▶ Try it:
Among the entries below, how many lines include the string "before"? Answer with only the number.

▶ Data records:
##############################

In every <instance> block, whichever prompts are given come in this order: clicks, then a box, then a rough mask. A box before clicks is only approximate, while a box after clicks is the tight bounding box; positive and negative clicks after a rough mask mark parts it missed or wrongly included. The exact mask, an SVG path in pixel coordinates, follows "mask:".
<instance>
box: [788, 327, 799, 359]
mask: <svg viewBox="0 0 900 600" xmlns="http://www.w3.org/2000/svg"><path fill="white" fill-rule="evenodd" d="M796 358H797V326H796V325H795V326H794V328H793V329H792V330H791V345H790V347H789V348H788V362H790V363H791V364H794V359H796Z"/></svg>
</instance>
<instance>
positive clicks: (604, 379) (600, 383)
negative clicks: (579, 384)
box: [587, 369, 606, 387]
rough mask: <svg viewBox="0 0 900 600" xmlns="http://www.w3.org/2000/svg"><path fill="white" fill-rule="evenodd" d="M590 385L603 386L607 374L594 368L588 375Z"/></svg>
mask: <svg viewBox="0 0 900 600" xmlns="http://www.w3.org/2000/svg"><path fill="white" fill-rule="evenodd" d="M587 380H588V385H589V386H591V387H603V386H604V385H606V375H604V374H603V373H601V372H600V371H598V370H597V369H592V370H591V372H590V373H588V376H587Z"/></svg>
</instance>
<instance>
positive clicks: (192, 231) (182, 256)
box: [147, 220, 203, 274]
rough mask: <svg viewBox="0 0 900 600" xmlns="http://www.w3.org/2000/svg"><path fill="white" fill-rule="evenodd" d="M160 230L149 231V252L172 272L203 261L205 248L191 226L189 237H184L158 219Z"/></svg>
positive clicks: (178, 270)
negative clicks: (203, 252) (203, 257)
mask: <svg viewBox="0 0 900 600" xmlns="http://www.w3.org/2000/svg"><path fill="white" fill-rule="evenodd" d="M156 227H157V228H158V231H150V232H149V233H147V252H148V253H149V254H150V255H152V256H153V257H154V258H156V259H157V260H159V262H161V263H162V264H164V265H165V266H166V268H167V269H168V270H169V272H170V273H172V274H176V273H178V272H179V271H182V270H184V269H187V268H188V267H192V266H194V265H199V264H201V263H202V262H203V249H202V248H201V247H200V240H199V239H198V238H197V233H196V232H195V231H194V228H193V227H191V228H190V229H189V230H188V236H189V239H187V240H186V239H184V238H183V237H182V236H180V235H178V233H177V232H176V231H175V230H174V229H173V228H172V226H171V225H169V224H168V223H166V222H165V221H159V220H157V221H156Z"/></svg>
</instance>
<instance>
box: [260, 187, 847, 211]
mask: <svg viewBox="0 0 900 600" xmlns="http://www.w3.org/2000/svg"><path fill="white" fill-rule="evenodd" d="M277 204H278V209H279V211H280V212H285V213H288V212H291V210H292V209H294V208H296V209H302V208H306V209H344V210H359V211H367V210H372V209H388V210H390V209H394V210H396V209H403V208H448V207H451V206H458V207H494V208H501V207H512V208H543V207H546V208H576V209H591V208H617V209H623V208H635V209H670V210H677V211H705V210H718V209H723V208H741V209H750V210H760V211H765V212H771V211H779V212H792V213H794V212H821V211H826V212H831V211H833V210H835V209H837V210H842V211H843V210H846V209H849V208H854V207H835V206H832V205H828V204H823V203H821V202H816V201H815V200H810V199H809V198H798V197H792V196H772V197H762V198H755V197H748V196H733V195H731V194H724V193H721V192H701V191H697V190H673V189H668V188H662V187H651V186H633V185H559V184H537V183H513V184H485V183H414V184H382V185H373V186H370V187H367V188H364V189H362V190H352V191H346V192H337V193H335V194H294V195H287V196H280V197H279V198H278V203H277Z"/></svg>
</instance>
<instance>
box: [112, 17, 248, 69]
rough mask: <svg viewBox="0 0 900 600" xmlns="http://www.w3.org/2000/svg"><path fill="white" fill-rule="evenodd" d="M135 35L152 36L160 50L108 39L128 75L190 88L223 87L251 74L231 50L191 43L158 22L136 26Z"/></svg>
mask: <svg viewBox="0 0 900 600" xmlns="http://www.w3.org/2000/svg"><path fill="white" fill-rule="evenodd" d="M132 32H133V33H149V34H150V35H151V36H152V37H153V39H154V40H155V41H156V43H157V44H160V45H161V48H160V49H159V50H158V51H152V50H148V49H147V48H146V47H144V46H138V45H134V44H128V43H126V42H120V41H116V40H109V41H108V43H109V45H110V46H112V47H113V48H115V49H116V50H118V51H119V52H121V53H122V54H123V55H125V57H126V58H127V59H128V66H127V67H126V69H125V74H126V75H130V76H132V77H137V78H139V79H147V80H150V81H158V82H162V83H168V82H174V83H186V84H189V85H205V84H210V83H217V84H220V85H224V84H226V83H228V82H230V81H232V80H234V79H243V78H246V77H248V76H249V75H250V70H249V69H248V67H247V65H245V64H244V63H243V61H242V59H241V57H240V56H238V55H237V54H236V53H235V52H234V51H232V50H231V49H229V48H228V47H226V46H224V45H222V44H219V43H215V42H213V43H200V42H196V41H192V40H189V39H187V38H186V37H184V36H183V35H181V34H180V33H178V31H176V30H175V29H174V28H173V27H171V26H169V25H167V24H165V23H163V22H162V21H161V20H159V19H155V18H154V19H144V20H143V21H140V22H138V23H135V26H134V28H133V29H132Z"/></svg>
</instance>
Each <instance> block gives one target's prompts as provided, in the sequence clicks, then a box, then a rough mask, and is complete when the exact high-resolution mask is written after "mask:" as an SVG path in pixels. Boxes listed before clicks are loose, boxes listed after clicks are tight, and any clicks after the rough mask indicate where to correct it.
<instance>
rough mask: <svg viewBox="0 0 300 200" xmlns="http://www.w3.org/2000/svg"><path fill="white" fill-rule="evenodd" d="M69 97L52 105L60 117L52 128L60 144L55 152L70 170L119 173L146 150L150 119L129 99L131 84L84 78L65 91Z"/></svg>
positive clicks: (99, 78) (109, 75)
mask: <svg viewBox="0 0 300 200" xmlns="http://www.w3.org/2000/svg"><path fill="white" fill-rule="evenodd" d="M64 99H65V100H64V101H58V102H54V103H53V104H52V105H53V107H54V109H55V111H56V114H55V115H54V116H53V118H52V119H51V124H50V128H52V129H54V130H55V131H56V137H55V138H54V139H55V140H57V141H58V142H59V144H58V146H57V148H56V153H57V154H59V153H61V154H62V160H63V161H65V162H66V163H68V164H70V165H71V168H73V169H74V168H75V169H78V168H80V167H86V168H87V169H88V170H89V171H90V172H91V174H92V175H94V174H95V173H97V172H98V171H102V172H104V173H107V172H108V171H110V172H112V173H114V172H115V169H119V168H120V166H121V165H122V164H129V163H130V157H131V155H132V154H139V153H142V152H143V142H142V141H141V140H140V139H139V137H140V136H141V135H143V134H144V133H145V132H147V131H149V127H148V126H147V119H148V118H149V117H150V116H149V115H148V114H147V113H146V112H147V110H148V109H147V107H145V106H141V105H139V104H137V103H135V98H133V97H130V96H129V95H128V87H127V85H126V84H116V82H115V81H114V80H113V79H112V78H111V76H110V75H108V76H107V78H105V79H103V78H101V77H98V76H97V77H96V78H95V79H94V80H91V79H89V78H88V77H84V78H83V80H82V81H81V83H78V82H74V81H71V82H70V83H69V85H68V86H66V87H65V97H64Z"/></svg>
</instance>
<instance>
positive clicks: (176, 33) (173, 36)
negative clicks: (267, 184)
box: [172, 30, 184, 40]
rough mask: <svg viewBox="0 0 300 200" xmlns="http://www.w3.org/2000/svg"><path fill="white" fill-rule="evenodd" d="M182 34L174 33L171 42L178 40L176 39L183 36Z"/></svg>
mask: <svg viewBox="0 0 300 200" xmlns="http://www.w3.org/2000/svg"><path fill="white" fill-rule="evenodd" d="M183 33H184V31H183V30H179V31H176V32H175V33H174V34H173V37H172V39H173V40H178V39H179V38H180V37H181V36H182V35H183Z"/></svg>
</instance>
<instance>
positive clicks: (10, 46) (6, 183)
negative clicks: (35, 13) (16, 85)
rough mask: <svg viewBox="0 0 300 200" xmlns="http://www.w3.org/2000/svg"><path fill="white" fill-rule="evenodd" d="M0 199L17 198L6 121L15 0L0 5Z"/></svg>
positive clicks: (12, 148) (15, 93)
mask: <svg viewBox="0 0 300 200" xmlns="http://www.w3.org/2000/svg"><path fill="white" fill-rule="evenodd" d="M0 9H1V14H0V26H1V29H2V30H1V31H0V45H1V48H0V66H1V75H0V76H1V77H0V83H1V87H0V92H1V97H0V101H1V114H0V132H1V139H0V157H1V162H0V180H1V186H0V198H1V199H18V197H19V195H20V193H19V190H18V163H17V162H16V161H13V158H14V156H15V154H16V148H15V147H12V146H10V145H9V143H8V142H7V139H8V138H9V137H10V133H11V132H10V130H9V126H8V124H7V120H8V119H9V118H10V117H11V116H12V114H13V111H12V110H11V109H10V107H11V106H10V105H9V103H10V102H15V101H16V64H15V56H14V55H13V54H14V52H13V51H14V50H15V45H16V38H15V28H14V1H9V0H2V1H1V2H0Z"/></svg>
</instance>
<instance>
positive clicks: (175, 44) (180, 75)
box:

##############################

▶ Task output:
2